[Stored items]
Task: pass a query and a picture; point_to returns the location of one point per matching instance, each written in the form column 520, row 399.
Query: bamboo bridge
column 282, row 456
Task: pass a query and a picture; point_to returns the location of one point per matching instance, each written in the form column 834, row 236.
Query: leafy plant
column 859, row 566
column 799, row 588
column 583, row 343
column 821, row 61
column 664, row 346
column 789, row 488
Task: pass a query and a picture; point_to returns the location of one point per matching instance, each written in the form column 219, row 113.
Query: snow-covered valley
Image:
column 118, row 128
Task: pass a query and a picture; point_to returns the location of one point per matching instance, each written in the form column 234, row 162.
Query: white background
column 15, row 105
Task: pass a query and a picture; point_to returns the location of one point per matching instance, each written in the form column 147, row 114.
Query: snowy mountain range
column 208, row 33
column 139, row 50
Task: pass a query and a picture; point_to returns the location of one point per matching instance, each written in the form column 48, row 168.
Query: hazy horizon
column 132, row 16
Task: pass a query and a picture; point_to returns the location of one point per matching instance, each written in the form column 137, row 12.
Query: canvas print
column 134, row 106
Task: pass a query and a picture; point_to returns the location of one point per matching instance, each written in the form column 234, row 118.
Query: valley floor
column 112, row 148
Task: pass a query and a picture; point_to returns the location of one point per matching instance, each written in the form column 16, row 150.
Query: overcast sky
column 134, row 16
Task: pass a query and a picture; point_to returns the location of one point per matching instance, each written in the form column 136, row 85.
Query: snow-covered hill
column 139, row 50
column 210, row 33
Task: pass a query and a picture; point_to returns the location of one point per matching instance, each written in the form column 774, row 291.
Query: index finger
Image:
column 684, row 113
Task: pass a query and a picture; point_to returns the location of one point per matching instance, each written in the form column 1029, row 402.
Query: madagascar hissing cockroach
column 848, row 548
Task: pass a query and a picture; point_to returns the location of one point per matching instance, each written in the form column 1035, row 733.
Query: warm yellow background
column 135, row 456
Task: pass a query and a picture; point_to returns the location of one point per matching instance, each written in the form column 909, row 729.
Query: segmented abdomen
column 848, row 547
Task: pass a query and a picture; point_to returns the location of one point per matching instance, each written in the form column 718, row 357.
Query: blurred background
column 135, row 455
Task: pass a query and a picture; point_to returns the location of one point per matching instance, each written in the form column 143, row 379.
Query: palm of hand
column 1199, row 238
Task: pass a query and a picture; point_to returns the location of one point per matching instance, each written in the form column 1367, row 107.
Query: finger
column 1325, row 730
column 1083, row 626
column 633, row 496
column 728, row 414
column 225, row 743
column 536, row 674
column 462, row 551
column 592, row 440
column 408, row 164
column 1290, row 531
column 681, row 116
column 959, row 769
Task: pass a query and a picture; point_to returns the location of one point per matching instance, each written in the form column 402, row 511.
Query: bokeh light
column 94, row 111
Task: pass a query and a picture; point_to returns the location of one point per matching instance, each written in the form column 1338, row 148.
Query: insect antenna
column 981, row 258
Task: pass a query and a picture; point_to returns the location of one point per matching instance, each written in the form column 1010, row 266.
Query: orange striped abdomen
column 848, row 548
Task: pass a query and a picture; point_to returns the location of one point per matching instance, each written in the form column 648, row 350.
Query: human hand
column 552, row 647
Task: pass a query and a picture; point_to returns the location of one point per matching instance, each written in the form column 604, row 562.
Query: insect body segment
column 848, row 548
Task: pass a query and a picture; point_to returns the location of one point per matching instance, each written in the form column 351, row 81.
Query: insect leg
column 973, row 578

__Direction__: Could you write out all the items again, substituting "locate_points" for each occurrence of "point_to" and leaving everything else unchanged?

__Output for this task__:
Task: pass a query and a picture; locate_points returns the location of one point per matching instance, each written in the form column 520, row 399.
Query: bamboo bridge
column 282, row 456
Task: pass a query and a picture; locate_points returns the location of one point per matching instance, each written in the form column 834, row 236.
Query: leafy plant
column 859, row 566
column 799, row 588
column 583, row 343
column 821, row 61
column 664, row 346
column 789, row 488
Task: pass a query and a picture; locate_points returns the location of one point per matching instance, each written in the form column 219, row 113.
Query: snow-covered valley
Image:
column 118, row 128
Task: pass a query and a picture; locate_points returns the location of one point per matching instance, each written in the form column 234, row 162.
Query: white background
column 15, row 105
Task: pass a query and a picture; locate_points returns the location of one point per matching instance, each written in the form column 147, row 114.
Query: snowy mountain range
column 208, row 33
column 139, row 50
Task: pass a query and a picture; locate_points returns the location of one point per matching instance, each written in the form column 48, row 168.
Query: hazy horizon
column 132, row 16
Task: pass a query and a picture; locate_points returns the location of one point per matching instance, each written in the form column 137, row 12.
Query: canvas print
column 134, row 106
Task: pass a query and a picture; locate_points returns the location of one point per matching instance, each written in the form column 234, row 118.
Query: valley floor
column 112, row 148
Task: pass a query and a picture; locate_points returns the location of one point per matching instance, each written in the form column 16, row 150.
Query: overcast sky
column 134, row 16
Task: pass a query and a picture; locate_points returns the location of one point per matching instance, each written in the form column 136, row 85.
Query: snow-covered hill
column 139, row 50
column 210, row 33
Task: pass a query and a picture; locate_points returns the location of one point per matching instance, each written in the form column 774, row 291.
Query: index finger
Image:
column 684, row 113
Task: pass a query and a picture; locate_points returns the location of one point per matching instance, each written in the form column 1029, row 402.
Query: madagascar hissing cockroach
column 848, row 548
Task: pass a query and a picture; locate_points returns the location of one point per matching instance, each written in the form column 1035, row 733.
Query: warm yellow background
column 135, row 456
Task: pass a query and a picture; locate_points returns the location of one point per matching instance, each written in the form column 909, row 729.
Query: segmented abdomen
column 848, row 547
Task: pass a query and a picture; locate_points returns the location of one point per matching instance, each written in the form column 718, row 357.
Query: blurred background
column 135, row 455
Task: pass a query and a picture; locate_points returns the location of one point per matching instance, each written in the form column 143, row 379.
Query: palm of hand
column 1199, row 238
Task: pass a query and a picture; locate_points returns the location of one point per matching instance, each written in the form column 1367, row 107.
Query: finger
column 1325, row 730
column 1083, row 626
column 633, row 496
column 728, row 414
column 225, row 743
column 536, row 674
column 462, row 551
column 592, row 440
column 408, row 164
column 1290, row 531
column 681, row 116
column 959, row 769
Task: pass a query and a picture; locate_points returns the location of one point per matching instance, each written in the form column 402, row 511.
Query: bokeh light
column 94, row 111
Task: pass a query and a picture; locate_points returns the location of one point per matching instance, each written in the form column 1338, row 148.
Query: insect antenna
column 981, row 258
Task: pass a query and a picture; locate_points returns the location of one point per matching instance, each written in the form column 1010, row 266.
Query: orange striped abdomen
column 848, row 548
Task: pass a query and a picture; locate_points returns the location of one point per matching instance, each written in the form column 648, row 350.
Query: human hand
column 552, row 647
Task: pass a query and a picture; locate_points returns the location of one point per matching instance, each written in the form column 604, row 562.
Query: insect body segment
column 848, row 548
Task: pass a query and a picture; locate_points returns the location of one point per matching instance, each written in the form column 351, row 81.
Query: insect leg
column 973, row 578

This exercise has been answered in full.